● TEXT PASSAGE
<<<<

Metadata-Version: 2.1
Name: clearbox-wrapper
Version: 0.3.6
Summary: An agnostic wrapper for the most common frameworks of ML models.
Home-page: https://clearbox.ai
License: Apache-2.0
Keywords: ML wrapper,machine learning
Author: Clearbox AI
Author-email: info@clearbox.ai
Requires-Python: >=3.6.2,<4.0.0
Classifier: License :: OSI Approved :: Apache Software License
Classifier: Programming Language :: Python :: 3
Classifier: Programming Language :: Python :: 3.7
Classifier: Programming Language :: Python :: 3.8
Classifier: Programming Language :: Python :: 3.9
Requires-Dist: PyYAML (>=5.4.1,<6.0.0)
Requires-Dist: cloudpickle (>=1.6.0,<2.0.0)
Requires-Dist: loguru (>=0.5.3,<0.6.0)
Requires-Dist: numpy (>=1.19.0,<2.0.0)
Requires-Dist: pandas (>=1,<2)
Project-URL: Repository, https://github.com/ClearBox-AI/clearbox-wrapper
Description-Content-Type: text/markdown

[![Tests](https://github.com/Clearbox-AI/clearbox-wrapper/workflows/Tests/badge.svg)](https://github.com/Clearbox-AI/clearbox-wrapper/actions?workflow=Tests)

[![PyPI](https://img.shields.io/pypi/v/clearbox-wrapper.svg)](https://pypi.org/project/clearbox-wrapper/)

# Clearbox AI Wrapper

Clearbox AI Wrapper is a Python library to package and save a Machine Learning model built with common ML/DL frameworks. It is designed to wrap models trained on strutured data. It includes optional pre-processing and data cleaning functions which can be used to build ready-to-production pipelines.

>>>>

● SUPPLIED RECORDS
<<<<

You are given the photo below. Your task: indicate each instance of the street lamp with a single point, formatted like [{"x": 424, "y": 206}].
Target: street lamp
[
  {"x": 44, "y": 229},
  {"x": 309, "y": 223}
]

>>>>

● YOUR TASKS
[A] Under what license does the clearbox-wrapper package description say the library is released?
[B] Pick up the clearbox-wrapper package description after its last sentence and carry it forward.

● SET OF ANSWERS
[A] Apache-2.0

[B]
## Main Features

The wrapper is largely based on [mlflow](https://github.com/mlflow/mlflow) and its [standard format](https://mlflow.org/docs/latest/models.html). It adds the possibility to package, together with the fitted model, pre-processing and data cleaning functions in order to create a production-ready pipeline able to receive new data, pre-process them and makes predictions. The resulting wrapped model/pipeline is saved as a zipped folder.

The library is designed to automatically detect the model framework and its version adding this information to the requirements saved into the final folder. Additional dependencies (e.g. libraries used in pre-processing or data cleaning) can also be added as a list parameter if necessary.

The resulting wrapped folder can be loaded via the Wrapper and the model will be ready to take input through the `predict` methods. The optional pre-processing and data cleaning functions, if present, can be loaded as separate functions as well.

**IMPORTANT**: The `predict` method of the wrapped model outputs class probabilities by default (if the corresponding method is present in the original model). If a `predict_proba` method is not present in the wrapped model (e.g. regression problems or models that output probabilities by default), the wrapper will use the `predict` method instead.

## Pre-processing

Typically, data are pre-processed before being fed into the model. It is almost always necessary to transform (e.g. scaling, binarizing,...) raw data values into a representation that is more suitable for the downstream model. Most kinds of ML models take only numeric data as input, so we must at least encode the non-numeric data, if any.

Pre-processing is usually written and performed separately, before building and training the model. We fit some transformers, transform the whole dataset(s) and train the model on the processed data. If the model goes into production, we need to ship the pre-processing as well. New raw data must be processed on the same way the training dataset was.

With Clearbox AI Wrapper it's possible to wrap and save the pre-processing along with the model so to have a pipeline Processing+Model ready to take raw data, pre-process them and make predictions.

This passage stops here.